TASK DIRECTIONS – Extract each line of the data below that contains the word "white", and copy those lines unchanged.

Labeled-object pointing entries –
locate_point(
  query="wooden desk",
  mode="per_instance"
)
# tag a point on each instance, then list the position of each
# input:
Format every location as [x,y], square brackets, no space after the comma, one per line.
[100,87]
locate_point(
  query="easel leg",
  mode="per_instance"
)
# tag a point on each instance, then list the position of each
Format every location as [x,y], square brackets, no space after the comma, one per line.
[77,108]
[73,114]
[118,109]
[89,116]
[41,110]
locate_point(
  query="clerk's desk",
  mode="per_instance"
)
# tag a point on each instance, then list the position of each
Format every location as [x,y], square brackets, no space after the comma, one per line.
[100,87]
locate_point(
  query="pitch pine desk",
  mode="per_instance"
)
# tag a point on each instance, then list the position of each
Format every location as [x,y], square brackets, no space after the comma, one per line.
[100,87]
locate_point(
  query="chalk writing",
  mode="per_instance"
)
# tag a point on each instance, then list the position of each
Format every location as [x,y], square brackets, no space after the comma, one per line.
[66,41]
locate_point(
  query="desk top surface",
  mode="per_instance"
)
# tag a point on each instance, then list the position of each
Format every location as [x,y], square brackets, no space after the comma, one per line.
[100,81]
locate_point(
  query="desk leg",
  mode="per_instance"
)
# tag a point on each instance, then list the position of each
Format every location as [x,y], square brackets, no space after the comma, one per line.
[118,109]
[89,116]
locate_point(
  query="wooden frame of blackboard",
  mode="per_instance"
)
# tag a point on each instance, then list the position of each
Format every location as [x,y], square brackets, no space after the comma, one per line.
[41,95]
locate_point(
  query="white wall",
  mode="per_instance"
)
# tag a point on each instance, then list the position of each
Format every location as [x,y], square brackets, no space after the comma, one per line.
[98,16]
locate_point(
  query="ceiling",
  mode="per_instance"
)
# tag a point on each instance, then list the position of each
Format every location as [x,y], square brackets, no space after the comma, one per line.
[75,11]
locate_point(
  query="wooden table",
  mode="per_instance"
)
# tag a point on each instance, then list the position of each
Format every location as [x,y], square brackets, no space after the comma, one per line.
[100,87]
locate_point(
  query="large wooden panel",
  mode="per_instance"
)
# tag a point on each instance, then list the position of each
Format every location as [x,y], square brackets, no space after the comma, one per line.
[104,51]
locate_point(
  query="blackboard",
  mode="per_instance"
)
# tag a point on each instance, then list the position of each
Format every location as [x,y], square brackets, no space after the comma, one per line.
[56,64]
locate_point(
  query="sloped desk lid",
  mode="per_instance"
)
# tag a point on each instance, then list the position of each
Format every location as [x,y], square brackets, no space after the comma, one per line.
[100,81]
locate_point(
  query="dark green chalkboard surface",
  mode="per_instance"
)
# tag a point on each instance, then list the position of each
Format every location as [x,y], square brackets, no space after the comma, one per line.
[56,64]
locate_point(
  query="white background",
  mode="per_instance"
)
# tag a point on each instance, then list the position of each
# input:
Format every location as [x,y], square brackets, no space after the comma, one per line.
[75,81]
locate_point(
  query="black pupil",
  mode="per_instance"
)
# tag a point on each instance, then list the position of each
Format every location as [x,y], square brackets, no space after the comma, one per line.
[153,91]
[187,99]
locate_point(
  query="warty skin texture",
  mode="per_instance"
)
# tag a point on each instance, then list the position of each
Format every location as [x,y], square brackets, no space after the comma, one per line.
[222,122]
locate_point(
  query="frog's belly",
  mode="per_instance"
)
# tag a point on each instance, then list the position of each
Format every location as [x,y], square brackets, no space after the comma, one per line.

CORRECT RESULT –
  query="white wall",
  query="white background",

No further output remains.